__EXERCISE MATERIAL__
"""

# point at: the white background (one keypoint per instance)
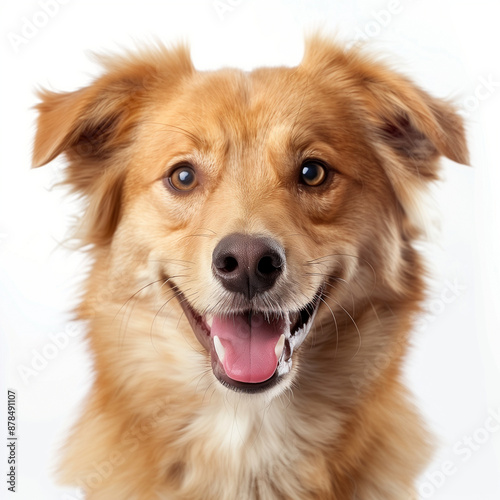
(449, 47)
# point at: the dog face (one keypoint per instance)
(244, 211)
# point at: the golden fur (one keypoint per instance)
(157, 424)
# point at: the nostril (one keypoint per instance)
(229, 265)
(268, 265)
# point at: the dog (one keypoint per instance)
(254, 275)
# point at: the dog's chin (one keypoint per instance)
(278, 337)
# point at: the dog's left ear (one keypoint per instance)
(409, 128)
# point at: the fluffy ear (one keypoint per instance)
(412, 130)
(409, 128)
(93, 127)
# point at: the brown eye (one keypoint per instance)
(312, 173)
(183, 178)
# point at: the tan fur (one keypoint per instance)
(157, 424)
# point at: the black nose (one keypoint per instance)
(248, 264)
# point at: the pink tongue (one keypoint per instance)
(249, 344)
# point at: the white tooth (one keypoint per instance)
(219, 348)
(209, 320)
(279, 346)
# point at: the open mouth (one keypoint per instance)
(251, 351)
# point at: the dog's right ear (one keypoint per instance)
(91, 126)
(92, 122)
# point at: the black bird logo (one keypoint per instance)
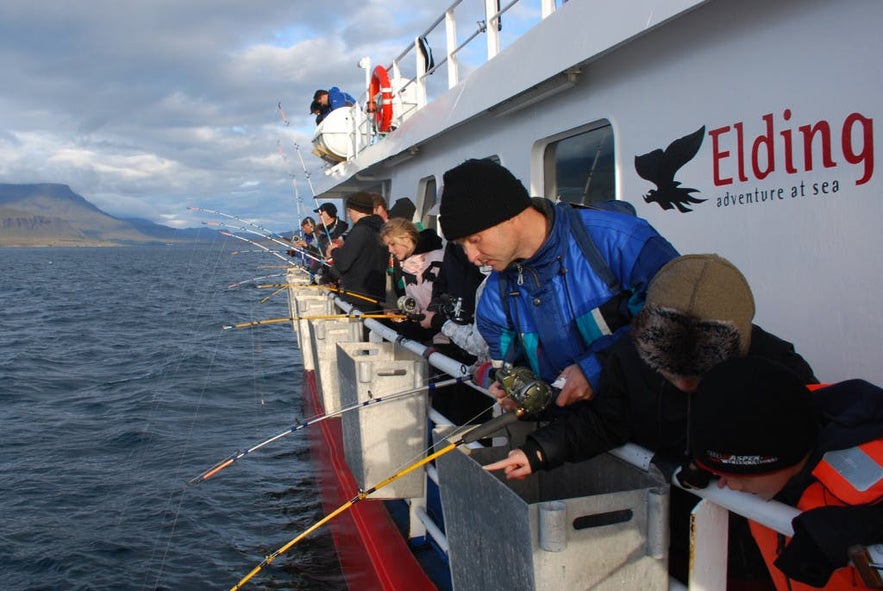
(660, 168)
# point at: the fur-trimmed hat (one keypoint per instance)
(328, 208)
(360, 201)
(477, 195)
(698, 312)
(751, 416)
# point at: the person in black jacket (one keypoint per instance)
(360, 259)
(698, 313)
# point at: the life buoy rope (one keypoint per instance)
(382, 108)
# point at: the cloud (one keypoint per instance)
(146, 108)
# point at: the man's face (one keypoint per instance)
(495, 247)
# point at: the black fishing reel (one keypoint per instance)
(452, 308)
(522, 386)
(407, 304)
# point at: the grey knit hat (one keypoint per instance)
(477, 195)
(698, 313)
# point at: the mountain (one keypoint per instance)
(50, 214)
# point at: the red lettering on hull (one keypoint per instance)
(733, 154)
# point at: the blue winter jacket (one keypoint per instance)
(554, 321)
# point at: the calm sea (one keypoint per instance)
(117, 386)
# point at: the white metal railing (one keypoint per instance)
(410, 92)
(709, 529)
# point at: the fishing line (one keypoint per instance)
(170, 508)
(466, 434)
(254, 279)
(283, 319)
(304, 168)
(160, 553)
(304, 423)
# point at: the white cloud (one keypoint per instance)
(146, 108)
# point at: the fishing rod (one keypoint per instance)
(344, 292)
(286, 244)
(479, 432)
(235, 252)
(266, 299)
(254, 323)
(298, 201)
(304, 167)
(237, 455)
(261, 246)
(328, 287)
(254, 279)
(239, 219)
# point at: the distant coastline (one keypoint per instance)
(52, 215)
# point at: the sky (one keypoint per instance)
(149, 108)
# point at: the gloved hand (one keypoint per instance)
(483, 374)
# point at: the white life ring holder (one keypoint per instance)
(382, 112)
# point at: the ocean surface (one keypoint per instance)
(118, 385)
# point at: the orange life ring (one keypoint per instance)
(382, 111)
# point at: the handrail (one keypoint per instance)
(772, 514)
(411, 92)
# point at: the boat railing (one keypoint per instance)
(709, 521)
(411, 87)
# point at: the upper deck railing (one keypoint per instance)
(410, 72)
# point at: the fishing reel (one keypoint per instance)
(522, 386)
(407, 304)
(452, 308)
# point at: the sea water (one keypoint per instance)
(118, 385)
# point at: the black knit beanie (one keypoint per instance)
(477, 195)
(751, 416)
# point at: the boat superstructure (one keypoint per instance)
(744, 128)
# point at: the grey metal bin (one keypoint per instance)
(382, 439)
(599, 524)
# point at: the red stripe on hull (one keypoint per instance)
(371, 550)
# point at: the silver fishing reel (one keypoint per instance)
(522, 386)
(407, 304)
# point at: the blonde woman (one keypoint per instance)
(419, 260)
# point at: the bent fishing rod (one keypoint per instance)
(283, 243)
(261, 246)
(328, 287)
(254, 279)
(239, 219)
(480, 432)
(239, 454)
(304, 168)
(280, 320)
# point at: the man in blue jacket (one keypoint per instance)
(325, 101)
(546, 304)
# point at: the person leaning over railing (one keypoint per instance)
(756, 426)
(698, 313)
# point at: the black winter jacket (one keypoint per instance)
(361, 262)
(635, 403)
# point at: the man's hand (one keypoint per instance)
(427, 319)
(503, 399)
(576, 386)
(515, 466)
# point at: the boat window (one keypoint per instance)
(580, 167)
(427, 195)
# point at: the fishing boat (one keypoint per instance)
(744, 128)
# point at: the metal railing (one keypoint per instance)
(412, 92)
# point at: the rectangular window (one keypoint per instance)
(580, 167)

"""

__WORK ORDER__
Everything above except the pictures must be restated exactly.

__RESPONSE__
# point at: the white background (one keypoint per instance)
(449, 47)
# point at: the dog face (one keypoint per instance)
(244, 211)
# point at: the golden fur (one keypoint per instance)
(157, 424)
# point at: the nostril (one keypoint per instance)
(229, 265)
(268, 265)
# point at: the dog (one keypoint per instance)
(254, 275)
# point at: the dog's chin (one keypoint per instance)
(278, 337)
# point at: the dog's left ear (one keypoint per instance)
(409, 128)
# point at: the fluffy ear (one keypoint per instance)
(412, 130)
(409, 128)
(93, 127)
# point at: the brown eye (one keypoint per instance)
(312, 173)
(183, 178)
# point at: the tan fur (one keypoint per instance)
(157, 424)
# point at: the black nose (one keypoint per instance)
(248, 264)
# point at: the pink tongue (one keypoint per instance)
(249, 344)
# point at: the white tooth (one keypoint per instance)
(219, 348)
(209, 320)
(279, 346)
# point at: the open mouth (one keypoint per instance)
(251, 351)
# point at: the dog's right ear (one keypoint per instance)
(91, 126)
(92, 122)
# point at: the black bird logo (one keypoint per instance)
(660, 168)
# point at: the fur-trimmed hat (one keypoint per instance)
(328, 208)
(360, 201)
(477, 195)
(698, 312)
(751, 416)
# point at: the person in black jacket (one keypoint per instance)
(360, 259)
(698, 313)
# point at: the life buoy rope (one keypoint per instance)
(382, 108)
# point at: the cloud (one keypoint per instance)
(146, 108)
# point at: the man's face (one keypoint per instance)
(495, 247)
# point at: the black fishing reel (one keypoint per instance)
(452, 308)
(522, 386)
(407, 304)
# point at: the grey knit hat (one keypoint per instance)
(477, 195)
(698, 313)
# point at: the mountain (one keypoint per instance)
(50, 214)
# point at: the red lettering on hull (one keypoint per instance)
(733, 154)
# point at: the blue winter jacket (one keypoint per instance)
(554, 321)
# point at: the calm sea (one keypoint per instance)
(117, 386)
# point at: the white metal railing (one keypoint per instance)
(410, 92)
(709, 529)
# point at: the fishing line (one keypoint per instance)
(170, 508)
(466, 434)
(254, 279)
(283, 319)
(304, 168)
(160, 553)
(304, 423)
# point at: the white cloud (one keypoint per instance)
(146, 108)
# point at: the fishing rod (one keypoint per instance)
(344, 292)
(286, 244)
(479, 432)
(235, 252)
(266, 299)
(254, 323)
(298, 201)
(304, 167)
(237, 455)
(261, 246)
(328, 287)
(254, 279)
(239, 219)
# point at: the distant coastline (one keypoint per instance)
(52, 215)
# point at: the sky (one keypoint per instance)
(149, 108)
# point at: the gloved hand (one keypoint per instance)
(483, 374)
# point at: the white life ring holder (one keypoint per instance)
(382, 112)
# point at: the ocean surface (one keypoint per instance)
(118, 385)
# point at: the orange life ring (one keypoint per instance)
(382, 111)
# point at: the handrail (one keypoint per instance)
(772, 514)
(411, 92)
# point at: the boat railing (one keypoint per instance)
(709, 521)
(411, 87)
# point at: the upper deck railing (one keypoint per instance)
(410, 72)
# point at: the fishing reel (one keypoint per instance)
(522, 386)
(407, 304)
(452, 308)
# point at: the sea water (one keypoint per instance)
(118, 385)
# point at: the black knit beanie (one keypoint per instance)
(477, 195)
(751, 416)
# point at: the boat superstructure (one keypoint per instance)
(744, 128)
# point at: the grey metal bin (one keypoint per instance)
(382, 439)
(599, 524)
# point at: the red stripe on hull (one keypoint per instance)
(371, 550)
# point at: the silver fishing reel (one keypoint per instance)
(522, 386)
(407, 304)
# point at: the blonde woman (one keypoint per instance)
(419, 260)
# point at: the bent fishing rod (one keypoint per instance)
(283, 243)
(261, 246)
(328, 287)
(254, 279)
(239, 219)
(480, 432)
(239, 454)
(304, 168)
(280, 320)
# point at: the man in blue jacket (one keypoint per instance)
(325, 101)
(546, 304)
# point at: the person leaning over railing (one keypoint per instance)
(756, 426)
(698, 313)
# point at: the black winter jacket (one keypoint per instance)
(361, 262)
(635, 403)
# point at: the man's hand (one keypoint per instance)
(427, 319)
(503, 399)
(576, 386)
(515, 466)
# point at: the boat window (one keypoint per instance)
(580, 167)
(427, 195)
# point at: the fishing boat (one keypoint per instance)
(744, 128)
# point at: the metal railing (one keypoint per instance)
(412, 92)
# point at: the rectangular window (one keypoint per instance)
(580, 167)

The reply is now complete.